*** Opening INFORMATION GIVEN ***
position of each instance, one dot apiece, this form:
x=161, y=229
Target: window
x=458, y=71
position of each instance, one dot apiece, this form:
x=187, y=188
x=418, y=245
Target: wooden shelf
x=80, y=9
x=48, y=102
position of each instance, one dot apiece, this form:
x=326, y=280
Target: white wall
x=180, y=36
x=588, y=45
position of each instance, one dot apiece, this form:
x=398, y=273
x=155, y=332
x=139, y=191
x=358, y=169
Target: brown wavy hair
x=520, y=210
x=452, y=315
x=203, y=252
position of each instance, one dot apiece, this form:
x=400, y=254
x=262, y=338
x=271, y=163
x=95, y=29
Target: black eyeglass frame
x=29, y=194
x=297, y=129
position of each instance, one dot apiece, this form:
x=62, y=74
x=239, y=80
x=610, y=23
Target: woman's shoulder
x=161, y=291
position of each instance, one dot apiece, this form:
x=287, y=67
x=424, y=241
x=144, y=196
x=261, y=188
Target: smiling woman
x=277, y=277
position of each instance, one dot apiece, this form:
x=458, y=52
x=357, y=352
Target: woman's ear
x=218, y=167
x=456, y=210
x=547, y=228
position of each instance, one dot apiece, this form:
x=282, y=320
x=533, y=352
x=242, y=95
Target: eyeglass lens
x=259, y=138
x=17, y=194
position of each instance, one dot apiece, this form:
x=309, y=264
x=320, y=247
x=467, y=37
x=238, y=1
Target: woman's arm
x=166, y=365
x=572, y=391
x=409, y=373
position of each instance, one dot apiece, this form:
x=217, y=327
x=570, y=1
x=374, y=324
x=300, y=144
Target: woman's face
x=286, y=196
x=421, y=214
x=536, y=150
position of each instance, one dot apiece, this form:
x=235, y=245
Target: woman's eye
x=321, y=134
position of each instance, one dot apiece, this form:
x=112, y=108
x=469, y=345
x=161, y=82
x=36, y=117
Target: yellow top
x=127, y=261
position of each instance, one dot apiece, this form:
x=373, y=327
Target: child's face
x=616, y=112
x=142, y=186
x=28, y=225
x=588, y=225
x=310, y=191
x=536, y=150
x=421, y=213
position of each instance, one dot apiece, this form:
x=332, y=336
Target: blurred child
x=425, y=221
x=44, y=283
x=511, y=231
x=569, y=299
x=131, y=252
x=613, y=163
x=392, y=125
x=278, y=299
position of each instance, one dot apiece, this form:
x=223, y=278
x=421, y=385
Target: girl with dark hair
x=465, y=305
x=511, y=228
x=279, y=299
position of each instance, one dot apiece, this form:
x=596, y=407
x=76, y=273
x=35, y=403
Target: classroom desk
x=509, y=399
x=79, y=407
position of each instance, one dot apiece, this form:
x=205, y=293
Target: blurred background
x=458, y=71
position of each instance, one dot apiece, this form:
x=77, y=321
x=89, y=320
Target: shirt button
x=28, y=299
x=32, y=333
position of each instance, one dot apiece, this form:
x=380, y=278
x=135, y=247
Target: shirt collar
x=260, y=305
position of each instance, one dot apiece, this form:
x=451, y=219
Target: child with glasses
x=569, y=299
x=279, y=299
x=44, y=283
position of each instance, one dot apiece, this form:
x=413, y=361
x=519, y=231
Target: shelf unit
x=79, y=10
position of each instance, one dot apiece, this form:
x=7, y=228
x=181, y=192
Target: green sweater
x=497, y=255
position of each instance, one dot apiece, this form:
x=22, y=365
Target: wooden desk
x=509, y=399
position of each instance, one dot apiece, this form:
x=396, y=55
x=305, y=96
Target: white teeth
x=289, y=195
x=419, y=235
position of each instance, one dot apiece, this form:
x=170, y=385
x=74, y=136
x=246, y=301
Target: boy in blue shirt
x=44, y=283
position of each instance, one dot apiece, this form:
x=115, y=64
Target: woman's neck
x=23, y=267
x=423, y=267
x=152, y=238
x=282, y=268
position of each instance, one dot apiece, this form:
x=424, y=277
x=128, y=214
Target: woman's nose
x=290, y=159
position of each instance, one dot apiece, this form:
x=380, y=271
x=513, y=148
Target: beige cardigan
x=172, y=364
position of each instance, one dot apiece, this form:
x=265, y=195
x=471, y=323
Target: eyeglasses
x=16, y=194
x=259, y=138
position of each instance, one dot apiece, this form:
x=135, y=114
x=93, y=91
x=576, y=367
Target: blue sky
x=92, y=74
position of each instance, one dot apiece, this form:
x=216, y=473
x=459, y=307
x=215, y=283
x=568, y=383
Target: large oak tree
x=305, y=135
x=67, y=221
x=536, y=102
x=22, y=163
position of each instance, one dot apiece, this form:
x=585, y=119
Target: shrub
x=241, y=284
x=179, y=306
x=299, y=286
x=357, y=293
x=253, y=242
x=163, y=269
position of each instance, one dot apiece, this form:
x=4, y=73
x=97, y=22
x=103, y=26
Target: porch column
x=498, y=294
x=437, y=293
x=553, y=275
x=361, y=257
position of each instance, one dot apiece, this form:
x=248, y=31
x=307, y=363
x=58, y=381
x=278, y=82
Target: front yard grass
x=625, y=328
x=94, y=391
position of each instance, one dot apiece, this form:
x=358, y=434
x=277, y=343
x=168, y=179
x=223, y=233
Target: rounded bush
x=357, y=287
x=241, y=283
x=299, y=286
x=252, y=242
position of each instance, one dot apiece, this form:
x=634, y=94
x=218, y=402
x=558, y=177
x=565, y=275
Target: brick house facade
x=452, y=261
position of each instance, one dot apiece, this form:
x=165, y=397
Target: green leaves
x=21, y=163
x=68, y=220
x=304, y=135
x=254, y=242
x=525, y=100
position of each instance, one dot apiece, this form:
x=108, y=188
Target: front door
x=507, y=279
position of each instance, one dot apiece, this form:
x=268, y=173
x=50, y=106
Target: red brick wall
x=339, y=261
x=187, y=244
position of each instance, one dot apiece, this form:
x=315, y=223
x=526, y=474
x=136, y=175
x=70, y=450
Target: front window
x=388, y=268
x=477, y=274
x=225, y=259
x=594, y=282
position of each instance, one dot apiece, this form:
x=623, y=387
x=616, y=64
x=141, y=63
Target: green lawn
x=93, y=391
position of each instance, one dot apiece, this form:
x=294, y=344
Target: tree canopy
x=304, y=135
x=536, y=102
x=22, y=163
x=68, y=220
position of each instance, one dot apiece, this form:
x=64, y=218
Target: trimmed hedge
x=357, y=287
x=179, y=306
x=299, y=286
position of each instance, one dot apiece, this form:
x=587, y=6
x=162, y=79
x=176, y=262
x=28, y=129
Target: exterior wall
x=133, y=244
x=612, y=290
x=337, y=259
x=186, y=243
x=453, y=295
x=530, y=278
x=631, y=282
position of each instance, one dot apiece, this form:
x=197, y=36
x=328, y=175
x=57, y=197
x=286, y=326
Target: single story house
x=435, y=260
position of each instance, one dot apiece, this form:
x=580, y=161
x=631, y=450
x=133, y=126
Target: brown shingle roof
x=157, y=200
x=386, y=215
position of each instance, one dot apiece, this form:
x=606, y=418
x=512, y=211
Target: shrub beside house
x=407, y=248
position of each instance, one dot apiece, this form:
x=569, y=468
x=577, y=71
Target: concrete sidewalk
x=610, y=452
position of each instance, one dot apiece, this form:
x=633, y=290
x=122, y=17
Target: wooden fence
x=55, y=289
*** Closing INFORMATION GIVEN ***
**TASK INSTRUCTIONS**
From the first line of the material above down to the line with "x=398, y=273", output each line exactly; include both of those lines and add no others.

**RESPONSE BOX**
position of each instance, one dot apiece, this form:
x=161, y=229
Target: window
x=458, y=71
position of each instance, one dot apiece, this form:
x=187, y=188
x=418, y=245
Target: wooden shelf
x=80, y=9
x=48, y=102
position of each instance, one dot apiece, this form:
x=326, y=280
Target: white wall
x=180, y=36
x=588, y=45
position of each instance, one dot apiece, this form:
x=398, y=273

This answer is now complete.